## [Exercise input]

=======

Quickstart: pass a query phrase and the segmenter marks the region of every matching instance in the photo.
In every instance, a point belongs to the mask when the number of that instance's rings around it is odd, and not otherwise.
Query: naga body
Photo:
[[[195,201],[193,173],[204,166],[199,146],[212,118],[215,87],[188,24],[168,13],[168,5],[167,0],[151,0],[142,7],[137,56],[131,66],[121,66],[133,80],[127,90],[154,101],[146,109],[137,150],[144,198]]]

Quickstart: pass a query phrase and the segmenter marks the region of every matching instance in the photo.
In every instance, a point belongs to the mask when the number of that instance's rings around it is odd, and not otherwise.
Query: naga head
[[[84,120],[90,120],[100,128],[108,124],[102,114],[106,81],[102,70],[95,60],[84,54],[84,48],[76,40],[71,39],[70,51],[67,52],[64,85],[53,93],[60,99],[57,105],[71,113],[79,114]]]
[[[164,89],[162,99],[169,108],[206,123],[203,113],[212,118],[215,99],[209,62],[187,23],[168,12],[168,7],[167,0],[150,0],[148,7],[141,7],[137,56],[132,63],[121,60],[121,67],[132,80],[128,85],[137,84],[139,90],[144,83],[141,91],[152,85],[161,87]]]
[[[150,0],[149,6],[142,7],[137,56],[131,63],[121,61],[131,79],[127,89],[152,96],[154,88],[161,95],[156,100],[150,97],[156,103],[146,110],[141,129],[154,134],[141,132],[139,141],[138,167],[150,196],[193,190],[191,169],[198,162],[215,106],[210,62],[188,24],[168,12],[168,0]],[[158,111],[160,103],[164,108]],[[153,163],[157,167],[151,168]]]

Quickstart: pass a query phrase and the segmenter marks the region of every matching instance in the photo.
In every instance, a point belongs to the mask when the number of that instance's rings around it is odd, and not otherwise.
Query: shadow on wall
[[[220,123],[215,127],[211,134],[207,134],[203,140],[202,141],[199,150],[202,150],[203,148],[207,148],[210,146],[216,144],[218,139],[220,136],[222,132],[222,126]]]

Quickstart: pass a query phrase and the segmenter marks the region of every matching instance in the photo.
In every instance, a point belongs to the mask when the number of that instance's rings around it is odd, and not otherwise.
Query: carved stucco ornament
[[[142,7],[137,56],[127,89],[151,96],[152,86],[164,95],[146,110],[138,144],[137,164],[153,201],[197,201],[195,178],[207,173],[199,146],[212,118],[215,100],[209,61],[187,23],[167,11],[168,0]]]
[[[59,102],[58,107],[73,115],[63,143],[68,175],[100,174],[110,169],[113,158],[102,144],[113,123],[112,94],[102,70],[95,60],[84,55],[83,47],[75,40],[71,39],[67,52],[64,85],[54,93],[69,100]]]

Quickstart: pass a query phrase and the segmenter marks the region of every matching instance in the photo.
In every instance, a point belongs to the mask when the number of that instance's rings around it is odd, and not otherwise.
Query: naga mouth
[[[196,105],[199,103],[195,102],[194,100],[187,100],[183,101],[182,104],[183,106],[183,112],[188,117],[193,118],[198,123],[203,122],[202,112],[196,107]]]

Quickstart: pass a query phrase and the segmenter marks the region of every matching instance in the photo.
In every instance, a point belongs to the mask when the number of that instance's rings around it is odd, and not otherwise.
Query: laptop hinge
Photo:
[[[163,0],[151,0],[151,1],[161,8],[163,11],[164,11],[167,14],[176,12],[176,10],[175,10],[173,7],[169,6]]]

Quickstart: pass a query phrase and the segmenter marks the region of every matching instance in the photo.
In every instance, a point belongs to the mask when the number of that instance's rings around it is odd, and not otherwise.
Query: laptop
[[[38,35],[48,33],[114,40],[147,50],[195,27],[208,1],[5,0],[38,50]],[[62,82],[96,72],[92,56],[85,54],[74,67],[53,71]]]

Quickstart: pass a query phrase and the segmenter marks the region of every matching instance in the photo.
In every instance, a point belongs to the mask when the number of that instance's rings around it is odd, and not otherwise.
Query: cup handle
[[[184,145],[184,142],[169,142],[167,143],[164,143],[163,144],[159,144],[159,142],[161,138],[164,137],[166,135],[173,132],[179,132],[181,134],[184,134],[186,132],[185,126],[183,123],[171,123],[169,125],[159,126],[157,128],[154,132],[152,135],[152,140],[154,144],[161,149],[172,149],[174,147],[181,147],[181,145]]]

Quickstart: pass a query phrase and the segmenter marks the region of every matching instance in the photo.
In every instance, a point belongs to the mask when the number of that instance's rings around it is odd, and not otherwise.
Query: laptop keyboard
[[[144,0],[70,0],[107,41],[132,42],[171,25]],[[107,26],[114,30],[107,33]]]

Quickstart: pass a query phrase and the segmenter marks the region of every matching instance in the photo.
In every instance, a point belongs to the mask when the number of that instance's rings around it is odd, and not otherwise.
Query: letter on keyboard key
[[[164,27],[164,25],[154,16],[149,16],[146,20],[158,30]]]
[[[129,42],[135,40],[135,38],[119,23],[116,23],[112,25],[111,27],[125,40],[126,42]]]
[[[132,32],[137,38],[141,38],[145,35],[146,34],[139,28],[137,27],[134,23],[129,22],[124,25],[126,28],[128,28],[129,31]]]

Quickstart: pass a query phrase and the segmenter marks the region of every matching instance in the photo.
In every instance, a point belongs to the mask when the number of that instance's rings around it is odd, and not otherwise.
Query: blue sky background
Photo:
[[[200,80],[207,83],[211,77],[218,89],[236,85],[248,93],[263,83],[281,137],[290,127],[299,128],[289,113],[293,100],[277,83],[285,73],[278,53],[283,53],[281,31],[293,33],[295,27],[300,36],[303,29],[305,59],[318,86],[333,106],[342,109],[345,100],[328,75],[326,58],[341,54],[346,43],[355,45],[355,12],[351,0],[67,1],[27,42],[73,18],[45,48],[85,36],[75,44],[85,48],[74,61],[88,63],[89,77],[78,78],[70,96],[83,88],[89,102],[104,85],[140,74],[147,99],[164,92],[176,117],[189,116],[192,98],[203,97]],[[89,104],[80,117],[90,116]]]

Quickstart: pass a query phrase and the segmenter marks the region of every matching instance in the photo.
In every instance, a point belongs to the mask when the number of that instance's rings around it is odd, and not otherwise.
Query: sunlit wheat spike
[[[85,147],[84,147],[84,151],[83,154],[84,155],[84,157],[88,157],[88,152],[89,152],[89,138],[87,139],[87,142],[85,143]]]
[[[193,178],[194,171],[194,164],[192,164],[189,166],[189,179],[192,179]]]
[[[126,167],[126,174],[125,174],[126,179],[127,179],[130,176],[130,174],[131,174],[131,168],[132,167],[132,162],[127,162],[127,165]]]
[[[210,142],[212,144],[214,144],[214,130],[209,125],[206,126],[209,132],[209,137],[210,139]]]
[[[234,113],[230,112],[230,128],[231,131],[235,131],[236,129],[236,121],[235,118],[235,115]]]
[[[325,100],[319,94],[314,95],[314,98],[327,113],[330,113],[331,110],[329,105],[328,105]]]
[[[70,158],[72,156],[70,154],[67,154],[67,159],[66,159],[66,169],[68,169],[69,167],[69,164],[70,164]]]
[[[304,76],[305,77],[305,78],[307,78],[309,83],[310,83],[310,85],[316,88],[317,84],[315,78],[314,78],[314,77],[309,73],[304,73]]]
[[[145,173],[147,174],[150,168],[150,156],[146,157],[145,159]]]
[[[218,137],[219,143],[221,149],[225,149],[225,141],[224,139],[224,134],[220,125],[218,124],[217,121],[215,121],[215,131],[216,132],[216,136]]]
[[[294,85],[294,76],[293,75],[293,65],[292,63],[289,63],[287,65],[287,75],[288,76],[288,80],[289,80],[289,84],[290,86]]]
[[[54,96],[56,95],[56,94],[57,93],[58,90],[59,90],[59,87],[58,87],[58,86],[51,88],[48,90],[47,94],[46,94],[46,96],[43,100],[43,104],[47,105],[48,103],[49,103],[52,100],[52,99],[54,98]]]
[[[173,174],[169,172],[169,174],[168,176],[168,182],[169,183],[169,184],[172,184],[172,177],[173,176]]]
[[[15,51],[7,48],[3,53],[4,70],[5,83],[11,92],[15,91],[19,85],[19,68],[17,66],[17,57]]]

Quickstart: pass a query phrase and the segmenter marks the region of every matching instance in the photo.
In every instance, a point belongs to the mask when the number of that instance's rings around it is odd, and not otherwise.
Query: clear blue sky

=======

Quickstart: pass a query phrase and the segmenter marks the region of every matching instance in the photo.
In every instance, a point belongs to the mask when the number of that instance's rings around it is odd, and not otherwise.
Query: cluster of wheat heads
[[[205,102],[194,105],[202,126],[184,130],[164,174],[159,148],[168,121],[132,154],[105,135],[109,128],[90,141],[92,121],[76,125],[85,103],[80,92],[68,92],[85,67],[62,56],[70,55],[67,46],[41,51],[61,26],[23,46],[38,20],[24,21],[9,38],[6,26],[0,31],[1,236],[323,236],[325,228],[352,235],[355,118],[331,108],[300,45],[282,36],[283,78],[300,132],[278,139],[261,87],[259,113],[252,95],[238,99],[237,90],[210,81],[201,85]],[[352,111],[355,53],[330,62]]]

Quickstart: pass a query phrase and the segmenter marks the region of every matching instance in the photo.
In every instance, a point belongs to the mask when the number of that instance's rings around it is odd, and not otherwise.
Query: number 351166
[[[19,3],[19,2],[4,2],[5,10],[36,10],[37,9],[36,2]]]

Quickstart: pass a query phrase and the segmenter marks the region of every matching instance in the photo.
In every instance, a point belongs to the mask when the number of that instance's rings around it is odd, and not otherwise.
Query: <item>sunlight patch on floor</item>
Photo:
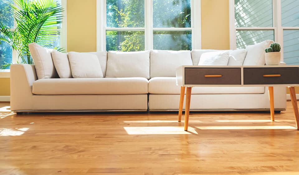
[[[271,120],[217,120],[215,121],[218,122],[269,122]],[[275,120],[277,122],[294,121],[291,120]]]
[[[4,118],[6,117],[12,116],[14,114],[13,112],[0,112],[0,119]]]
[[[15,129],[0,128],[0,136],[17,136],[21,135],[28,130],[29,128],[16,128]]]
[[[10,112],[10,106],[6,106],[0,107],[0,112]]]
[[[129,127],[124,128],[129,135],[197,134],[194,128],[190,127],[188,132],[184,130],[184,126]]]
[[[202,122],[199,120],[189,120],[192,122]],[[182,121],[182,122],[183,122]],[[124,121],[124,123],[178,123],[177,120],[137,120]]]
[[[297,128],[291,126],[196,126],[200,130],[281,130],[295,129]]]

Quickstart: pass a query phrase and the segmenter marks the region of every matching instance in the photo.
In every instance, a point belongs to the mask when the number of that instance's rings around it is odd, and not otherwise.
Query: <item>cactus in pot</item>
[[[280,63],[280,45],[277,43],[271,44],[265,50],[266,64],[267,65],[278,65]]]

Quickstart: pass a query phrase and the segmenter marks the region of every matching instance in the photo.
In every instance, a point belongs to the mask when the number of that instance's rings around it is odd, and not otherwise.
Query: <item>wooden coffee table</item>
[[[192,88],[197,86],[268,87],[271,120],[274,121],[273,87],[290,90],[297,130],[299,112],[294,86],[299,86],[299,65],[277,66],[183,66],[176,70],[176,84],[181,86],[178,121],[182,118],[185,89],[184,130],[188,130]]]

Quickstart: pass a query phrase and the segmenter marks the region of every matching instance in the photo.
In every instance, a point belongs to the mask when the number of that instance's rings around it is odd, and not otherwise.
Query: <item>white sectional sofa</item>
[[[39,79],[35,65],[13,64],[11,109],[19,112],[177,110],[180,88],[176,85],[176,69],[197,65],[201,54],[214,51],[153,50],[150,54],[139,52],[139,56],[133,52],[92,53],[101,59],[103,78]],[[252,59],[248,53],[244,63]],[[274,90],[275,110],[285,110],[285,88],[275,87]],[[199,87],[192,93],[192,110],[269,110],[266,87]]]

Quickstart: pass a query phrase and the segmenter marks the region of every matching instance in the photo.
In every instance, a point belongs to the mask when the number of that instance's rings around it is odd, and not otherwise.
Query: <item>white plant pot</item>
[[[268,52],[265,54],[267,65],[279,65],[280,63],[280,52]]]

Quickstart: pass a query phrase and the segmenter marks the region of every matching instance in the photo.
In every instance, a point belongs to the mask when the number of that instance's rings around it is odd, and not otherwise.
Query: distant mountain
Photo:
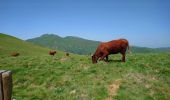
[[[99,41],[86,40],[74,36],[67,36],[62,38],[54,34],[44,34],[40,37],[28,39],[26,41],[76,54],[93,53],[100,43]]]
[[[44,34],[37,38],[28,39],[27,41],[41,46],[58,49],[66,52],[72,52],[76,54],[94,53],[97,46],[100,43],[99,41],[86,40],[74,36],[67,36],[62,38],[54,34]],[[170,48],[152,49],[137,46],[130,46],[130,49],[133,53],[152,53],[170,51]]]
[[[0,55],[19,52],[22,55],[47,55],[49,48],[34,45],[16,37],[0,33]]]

=======

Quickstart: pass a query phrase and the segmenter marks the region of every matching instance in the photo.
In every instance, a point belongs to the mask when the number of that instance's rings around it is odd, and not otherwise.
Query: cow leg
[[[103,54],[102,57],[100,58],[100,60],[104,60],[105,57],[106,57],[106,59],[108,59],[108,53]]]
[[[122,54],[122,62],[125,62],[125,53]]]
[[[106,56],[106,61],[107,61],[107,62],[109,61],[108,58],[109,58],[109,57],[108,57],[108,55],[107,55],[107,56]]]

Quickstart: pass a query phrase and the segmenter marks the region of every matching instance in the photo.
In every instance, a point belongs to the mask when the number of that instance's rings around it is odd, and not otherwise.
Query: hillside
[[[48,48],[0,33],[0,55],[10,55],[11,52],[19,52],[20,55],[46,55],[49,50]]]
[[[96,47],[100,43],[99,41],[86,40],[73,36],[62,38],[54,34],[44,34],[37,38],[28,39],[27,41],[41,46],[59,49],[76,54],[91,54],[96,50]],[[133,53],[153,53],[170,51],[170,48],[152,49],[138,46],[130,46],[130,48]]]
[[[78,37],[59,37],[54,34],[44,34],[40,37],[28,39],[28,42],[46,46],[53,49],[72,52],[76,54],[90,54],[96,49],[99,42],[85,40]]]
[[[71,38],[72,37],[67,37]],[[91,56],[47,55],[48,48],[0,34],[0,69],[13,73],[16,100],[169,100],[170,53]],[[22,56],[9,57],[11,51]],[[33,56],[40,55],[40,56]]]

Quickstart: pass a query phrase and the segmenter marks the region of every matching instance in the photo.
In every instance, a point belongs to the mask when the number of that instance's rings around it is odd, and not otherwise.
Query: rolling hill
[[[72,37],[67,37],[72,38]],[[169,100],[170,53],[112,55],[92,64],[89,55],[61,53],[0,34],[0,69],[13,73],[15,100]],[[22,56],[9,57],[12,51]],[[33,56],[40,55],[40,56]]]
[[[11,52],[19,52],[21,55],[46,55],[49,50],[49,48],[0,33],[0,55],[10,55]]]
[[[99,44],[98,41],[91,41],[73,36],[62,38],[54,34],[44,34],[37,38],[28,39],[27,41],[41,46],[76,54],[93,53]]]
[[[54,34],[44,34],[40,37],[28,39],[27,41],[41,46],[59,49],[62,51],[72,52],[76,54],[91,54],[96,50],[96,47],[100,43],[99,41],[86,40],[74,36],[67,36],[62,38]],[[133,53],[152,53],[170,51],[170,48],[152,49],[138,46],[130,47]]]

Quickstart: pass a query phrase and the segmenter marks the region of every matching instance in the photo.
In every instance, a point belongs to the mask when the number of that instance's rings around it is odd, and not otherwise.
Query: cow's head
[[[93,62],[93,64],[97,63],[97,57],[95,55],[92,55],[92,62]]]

=======

Which lines in the entries above contain the string "naga"? Pick out every one and copy it in full, counting only matches with the same letter case.

## [Expected answer]
Query: naga body
Query: naga head
Query: naga mouth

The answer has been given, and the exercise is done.